[Start of Attachment]
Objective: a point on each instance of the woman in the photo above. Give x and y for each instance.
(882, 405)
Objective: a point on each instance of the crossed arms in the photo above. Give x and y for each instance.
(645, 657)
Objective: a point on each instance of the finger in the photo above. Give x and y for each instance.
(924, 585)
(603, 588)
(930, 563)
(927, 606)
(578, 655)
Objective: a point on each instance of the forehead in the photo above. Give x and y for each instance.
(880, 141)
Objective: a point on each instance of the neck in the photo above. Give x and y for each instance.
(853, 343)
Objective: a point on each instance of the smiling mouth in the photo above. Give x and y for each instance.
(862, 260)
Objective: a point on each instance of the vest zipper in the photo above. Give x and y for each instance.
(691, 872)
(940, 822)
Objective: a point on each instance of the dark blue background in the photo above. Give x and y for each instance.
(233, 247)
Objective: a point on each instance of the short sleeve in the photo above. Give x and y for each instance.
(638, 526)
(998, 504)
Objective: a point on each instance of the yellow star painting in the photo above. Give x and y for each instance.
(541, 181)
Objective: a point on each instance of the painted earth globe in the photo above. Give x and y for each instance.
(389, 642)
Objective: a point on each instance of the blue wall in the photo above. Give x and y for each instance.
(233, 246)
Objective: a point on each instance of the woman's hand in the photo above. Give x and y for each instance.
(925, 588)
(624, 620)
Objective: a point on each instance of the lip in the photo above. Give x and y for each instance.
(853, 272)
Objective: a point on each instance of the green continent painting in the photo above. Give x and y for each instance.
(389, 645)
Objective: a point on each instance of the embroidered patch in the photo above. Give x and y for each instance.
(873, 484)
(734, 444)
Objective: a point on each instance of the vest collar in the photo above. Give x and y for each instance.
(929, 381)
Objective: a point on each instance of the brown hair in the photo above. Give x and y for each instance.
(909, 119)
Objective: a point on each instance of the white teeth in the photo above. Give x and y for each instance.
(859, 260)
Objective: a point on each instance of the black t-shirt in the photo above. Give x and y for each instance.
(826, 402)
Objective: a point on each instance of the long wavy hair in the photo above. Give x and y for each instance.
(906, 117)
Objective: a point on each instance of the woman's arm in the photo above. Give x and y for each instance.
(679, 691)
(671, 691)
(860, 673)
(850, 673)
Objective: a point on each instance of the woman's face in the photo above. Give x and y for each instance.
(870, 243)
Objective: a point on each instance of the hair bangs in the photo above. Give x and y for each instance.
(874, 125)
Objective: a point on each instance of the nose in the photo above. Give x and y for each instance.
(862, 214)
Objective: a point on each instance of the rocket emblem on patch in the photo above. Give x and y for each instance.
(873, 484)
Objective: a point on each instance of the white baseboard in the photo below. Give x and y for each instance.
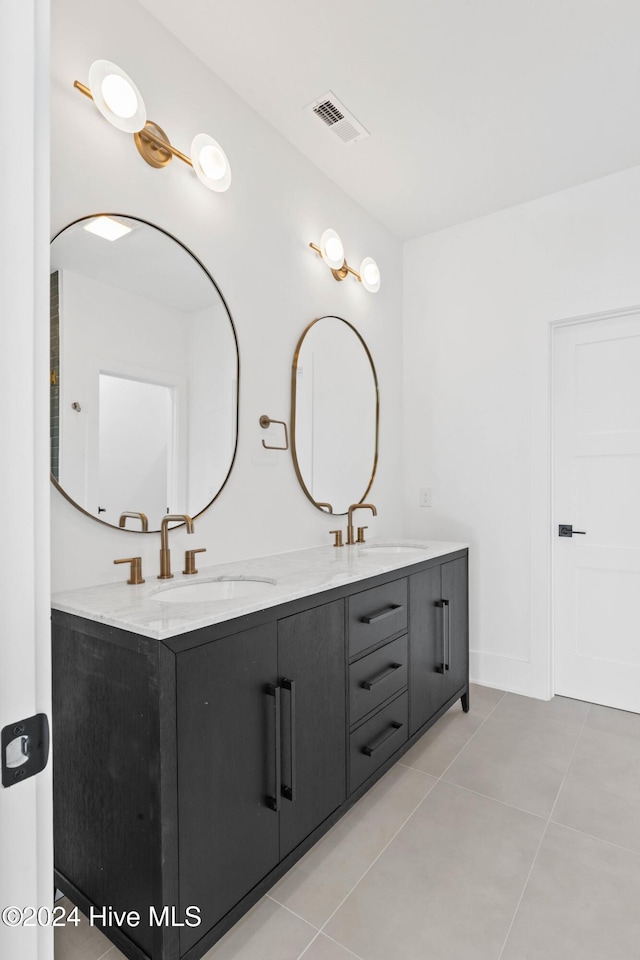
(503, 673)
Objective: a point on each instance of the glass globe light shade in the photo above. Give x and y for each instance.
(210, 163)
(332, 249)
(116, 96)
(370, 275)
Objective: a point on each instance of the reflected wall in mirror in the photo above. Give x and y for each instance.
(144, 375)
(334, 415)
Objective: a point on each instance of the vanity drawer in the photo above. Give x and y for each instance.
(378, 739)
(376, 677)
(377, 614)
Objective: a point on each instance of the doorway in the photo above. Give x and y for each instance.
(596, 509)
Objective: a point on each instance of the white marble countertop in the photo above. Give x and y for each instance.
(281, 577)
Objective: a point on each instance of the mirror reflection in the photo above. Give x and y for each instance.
[End of Attachment]
Description of the task: Images in the records must not be repeated; everything else should be returned exactly.

Task solution:
Objective: a point on each instance of the woman in the photo above. Give x and y for each instance.
(882, 405)
Objective: a point on each instance of the crossed arms in the photo above. Give x and y for each instance.
(645, 657)
Objective: a point on each instance of the finger in the photo above. Give x and y for each instance.
(924, 585)
(603, 588)
(930, 563)
(927, 606)
(578, 655)
Objective: a point on each instance of the forehead in the photo above. Give x and y for each instance.
(880, 141)
Objective: a point on each instance of the neck in the photo above. Give x and y for each instance.
(853, 343)
Objective: a point on each instance of the smiling mouth in the photo above. Give x and y for each instance.
(862, 260)
Objective: a point on each instance of the vest zipper in the photo above. Give x and y for each instance.
(691, 872)
(940, 822)
Objective: a point on each instance of the dark blue background in the photo above. Give x and y for each instance.
(233, 247)
Objective: a point on each instance of the short sleeve in the photo above. Give x and y for each instance.
(638, 526)
(998, 504)
Objective: a point on each instance of the yellow star painting in the photo above. Give x and y for each instance.
(541, 181)
Objective: a point on each instance of the painted earth globe in the photo above. Give x and y for each instance.
(389, 642)
Objective: a point on each instance of the blue wall in the photo above. Give x and y for each instance.
(233, 246)
Objective: a point on each instance of the woman's hand in the photo above. Give x and y for each instance.
(925, 588)
(624, 620)
Objective: a point on each instance of the lip in the photo above. Give x and y for each instance.
(853, 272)
Objective: a point on each instance of the green continent painting in the photo above. Give x and y for each instance.
(389, 645)
Objective: a point on each instance of the embroidered patch in the photo above. Give x and y for each instance.
(873, 484)
(734, 444)
Objective: a point on each instance of the vest collar in the photo above. Give x and y for each instance.
(929, 381)
Objective: a point on each instance of the brown hair in the photo above. Give x and y for each instance.
(909, 119)
Objective: a point on each instance of the white teeth in the photo above. Give x and y for each instance.
(859, 260)
Objective: a point on each instance of the black t-shirt in the photo above. Give x and y for each instance.
(826, 402)
Objective: a point on each instance of the long wavy hair in the photo above. Give x and y for each instance.
(906, 117)
Objective: a point on each instance of the woman's arm in the photo above. Give x and y for each instance.
(679, 691)
(671, 691)
(860, 673)
(850, 673)
Objective: a point on each instance of the woman's face in the photo above. Give x and y for each instance.
(870, 243)
Objective: a point on each instance of the hair bangs in the photo above. Give x and y for each instance.
(874, 125)
Objective: a point on each instance of the nose in the photo above. Give x and y for each instance.
(862, 214)
Objective: a point on each instance of the rocket emblem on patch in the photo above. Give x and y for each instance.
(873, 484)
Objective: a point on each instance of the white baseboard in the photo below. Give x and y for each instance.
(503, 673)
Objective: a point on each instance of the glass globe light shade in the photo above. Give x and y for each instance.
(210, 163)
(332, 249)
(116, 96)
(370, 275)
Objective: a point on each instance of the reflected wall in mirror in the photo above. Give x and y for each instance.
(144, 375)
(334, 415)
Objective: a point on each instance of the vanity drawer in the photo above. Give x and y for each instance.
(378, 739)
(376, 677)
(377, 614)
Objective: a point on each instance of the doorway in the photo above. Give x and y for each instance.
(596, 509)
Objective: a point on each instance of the white marble countertop in the photo above. Give x and y for each instance.
(281, 577)
Objective: a point on each instance of the mirror reflection in the photo above. Give x and y for each instance.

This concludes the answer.